TEXT SECTION:
________
I’ve always wanted to help my kids find success in education.
My parents didn’t save a dime for my college education, and not because they didn’t want to.
They couldn’t afford it. They made a series of poor financial decisions, mostly living a larger life than they could afford. We were one of those families that couldn’t pay rent or car payments, but we always had satellite TV. The unfortunate result for me was many years of instability and uncertainty as a kid.
I found out at age 15 that, after asking about options for college, I was on my own.
My resulting feelings of shock and confusion left an impression. Since then, I’ve never wanted to have to tell my kids that they were on their own. In fact, I’ve looked forward to saving up some cash to help them along their way, and also helping them select a school and make decisions which would keep them from starting life on the wrong foot financially.
For one of my daughters, that’s no longer the case.
________
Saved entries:

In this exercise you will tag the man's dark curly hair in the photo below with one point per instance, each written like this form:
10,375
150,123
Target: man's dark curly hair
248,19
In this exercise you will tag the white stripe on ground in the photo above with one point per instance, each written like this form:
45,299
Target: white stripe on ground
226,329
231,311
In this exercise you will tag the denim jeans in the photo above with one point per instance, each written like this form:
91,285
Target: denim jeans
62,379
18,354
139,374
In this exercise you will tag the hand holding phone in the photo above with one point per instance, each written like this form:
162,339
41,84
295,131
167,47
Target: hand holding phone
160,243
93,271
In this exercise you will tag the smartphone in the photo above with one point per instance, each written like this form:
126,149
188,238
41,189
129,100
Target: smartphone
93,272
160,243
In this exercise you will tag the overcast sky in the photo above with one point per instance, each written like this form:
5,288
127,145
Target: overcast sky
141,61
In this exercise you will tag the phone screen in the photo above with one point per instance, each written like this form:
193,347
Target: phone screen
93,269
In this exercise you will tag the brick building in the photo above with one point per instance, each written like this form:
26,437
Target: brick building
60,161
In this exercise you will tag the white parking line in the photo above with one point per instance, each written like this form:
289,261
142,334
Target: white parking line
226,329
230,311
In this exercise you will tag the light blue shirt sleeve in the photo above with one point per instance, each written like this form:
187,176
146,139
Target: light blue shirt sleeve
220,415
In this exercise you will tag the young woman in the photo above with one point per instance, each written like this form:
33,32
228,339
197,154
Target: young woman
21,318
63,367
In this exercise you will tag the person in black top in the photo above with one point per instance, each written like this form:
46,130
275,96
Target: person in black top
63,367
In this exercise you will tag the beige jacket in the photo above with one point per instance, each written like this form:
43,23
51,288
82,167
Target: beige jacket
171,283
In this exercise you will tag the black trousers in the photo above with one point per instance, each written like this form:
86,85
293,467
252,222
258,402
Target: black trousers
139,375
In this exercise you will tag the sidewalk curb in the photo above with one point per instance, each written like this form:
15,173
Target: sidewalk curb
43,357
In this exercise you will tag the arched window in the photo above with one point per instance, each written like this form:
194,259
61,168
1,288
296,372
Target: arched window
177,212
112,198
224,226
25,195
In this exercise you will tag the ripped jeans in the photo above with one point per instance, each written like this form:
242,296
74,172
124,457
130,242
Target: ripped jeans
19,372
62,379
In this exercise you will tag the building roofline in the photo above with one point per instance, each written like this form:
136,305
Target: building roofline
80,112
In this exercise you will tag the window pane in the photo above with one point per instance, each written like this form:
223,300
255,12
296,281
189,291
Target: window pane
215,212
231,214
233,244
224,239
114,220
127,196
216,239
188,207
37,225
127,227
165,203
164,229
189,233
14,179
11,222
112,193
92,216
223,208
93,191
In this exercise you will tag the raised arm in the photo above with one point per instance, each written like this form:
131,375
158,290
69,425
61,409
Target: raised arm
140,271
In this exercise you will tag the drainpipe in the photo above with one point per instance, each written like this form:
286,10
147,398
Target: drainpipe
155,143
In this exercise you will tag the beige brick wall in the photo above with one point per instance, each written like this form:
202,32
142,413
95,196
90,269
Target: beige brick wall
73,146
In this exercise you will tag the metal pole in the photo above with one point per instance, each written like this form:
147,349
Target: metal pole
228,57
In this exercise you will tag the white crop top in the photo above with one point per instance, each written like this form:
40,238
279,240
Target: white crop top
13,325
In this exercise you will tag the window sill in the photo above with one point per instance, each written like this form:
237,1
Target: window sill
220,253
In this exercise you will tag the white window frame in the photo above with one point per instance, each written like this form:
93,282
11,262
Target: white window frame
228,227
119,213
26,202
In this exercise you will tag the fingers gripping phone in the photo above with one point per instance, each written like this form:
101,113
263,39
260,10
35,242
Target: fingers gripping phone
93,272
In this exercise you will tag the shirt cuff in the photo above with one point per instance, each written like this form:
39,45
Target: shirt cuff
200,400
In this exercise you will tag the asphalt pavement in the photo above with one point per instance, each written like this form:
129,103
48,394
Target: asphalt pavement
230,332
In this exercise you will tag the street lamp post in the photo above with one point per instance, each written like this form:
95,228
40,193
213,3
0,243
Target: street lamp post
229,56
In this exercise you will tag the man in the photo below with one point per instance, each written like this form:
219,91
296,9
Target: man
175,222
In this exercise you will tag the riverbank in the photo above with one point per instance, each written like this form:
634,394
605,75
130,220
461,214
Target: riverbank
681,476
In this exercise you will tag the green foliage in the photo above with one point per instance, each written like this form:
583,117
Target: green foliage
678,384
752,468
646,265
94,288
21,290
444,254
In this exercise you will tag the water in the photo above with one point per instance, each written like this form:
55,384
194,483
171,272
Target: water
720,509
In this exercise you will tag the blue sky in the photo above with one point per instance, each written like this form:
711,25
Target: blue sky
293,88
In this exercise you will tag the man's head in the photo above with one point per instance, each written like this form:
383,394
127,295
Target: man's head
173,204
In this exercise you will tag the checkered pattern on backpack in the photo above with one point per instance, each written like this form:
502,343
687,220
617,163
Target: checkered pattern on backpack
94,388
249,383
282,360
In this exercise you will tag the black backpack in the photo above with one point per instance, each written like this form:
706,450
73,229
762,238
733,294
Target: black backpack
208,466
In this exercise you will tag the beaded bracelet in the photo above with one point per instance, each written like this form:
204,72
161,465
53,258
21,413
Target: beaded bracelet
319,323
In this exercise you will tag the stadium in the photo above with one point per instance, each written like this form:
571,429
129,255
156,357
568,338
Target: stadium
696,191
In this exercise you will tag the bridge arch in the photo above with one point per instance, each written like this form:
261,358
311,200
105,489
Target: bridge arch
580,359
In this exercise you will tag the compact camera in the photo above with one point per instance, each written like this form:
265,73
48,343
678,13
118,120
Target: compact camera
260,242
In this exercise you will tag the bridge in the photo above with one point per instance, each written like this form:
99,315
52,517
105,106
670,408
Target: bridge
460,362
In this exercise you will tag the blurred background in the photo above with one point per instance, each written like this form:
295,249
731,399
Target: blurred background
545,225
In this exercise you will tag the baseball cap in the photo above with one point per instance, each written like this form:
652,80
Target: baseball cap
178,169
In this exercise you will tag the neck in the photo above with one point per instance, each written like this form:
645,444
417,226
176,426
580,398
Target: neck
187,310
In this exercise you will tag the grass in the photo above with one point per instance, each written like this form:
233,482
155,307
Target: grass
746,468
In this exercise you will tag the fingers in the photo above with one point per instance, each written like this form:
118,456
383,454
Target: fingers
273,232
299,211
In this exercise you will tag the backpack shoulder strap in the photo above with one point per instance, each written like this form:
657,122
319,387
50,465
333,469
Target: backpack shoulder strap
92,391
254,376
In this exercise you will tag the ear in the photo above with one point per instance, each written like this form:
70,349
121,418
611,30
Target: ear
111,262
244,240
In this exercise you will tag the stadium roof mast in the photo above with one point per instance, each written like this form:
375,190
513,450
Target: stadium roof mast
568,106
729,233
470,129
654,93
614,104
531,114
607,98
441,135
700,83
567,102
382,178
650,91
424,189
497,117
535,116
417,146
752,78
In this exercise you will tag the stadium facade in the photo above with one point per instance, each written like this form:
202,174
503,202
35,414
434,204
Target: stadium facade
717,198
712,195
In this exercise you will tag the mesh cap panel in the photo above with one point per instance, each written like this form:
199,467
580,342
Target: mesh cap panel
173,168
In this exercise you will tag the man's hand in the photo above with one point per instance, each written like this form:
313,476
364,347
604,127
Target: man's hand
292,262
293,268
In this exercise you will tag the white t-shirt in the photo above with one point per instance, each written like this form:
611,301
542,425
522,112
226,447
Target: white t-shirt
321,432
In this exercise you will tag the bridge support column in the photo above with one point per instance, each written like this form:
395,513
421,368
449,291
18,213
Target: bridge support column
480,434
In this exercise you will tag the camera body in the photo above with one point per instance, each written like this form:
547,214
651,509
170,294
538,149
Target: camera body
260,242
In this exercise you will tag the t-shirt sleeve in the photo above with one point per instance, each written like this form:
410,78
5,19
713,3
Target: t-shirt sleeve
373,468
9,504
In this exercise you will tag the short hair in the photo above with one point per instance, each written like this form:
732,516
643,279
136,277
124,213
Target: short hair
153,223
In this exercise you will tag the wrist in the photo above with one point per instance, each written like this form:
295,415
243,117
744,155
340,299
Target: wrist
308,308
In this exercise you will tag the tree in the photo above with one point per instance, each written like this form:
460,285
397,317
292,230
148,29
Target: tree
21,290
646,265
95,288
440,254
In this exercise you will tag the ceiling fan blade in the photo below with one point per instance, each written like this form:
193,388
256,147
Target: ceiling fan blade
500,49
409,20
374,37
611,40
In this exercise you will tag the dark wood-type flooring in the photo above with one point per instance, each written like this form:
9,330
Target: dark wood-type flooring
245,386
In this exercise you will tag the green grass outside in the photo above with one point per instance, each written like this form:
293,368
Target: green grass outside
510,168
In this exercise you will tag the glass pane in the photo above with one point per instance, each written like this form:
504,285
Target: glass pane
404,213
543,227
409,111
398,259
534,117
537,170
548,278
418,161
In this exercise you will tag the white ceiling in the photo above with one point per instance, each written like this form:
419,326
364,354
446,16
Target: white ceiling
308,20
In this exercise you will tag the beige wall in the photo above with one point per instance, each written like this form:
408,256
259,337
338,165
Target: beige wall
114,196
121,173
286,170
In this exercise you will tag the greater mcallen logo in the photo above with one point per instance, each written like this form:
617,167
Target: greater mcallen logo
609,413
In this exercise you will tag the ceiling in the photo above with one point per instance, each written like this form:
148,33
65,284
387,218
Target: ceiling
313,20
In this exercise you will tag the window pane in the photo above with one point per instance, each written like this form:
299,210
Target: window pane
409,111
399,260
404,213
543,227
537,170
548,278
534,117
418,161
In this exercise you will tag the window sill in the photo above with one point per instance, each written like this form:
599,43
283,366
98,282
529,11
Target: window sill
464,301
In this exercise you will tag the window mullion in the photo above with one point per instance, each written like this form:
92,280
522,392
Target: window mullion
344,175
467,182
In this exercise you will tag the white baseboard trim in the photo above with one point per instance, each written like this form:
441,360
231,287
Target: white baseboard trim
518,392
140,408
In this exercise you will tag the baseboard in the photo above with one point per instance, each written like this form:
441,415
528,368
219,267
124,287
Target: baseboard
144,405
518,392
________
QUESTIONS TO ANSWER:
**1)** In the college-savings passage, at what age did the writer learn they would be on their own for college?
**2)** Write out everything in the college-savings passage from "My parents didn’t" down to "longer the case.".

TASK RESULTS:
**1)** At age 15.

**2)**
My parents didn’t save a dime for my college education, and not because they didn’t want to.
They couldn’t afford it. They made a series of poor financial decisions, mostly living a larger life than they could afford. We were one of those families that couldn’t pay rent or car payments, but we always had satellite TV. The unfortunate result for me was many years of instability and uncertainty as a kid.
I found out at age 15 that, after asking about options for college, I was on my own.
My resulting feelings of shock and confusion left an impression. Since then, I’ve never wanted to have to tell my kids that they were on their own. In fact, I’ve looked forward to saving up some cash to help them along their way, and also helping them select a school and make decisions which would keep them from starting life on the wrong foot financially.
For one of my daughters, that’s no longer the case.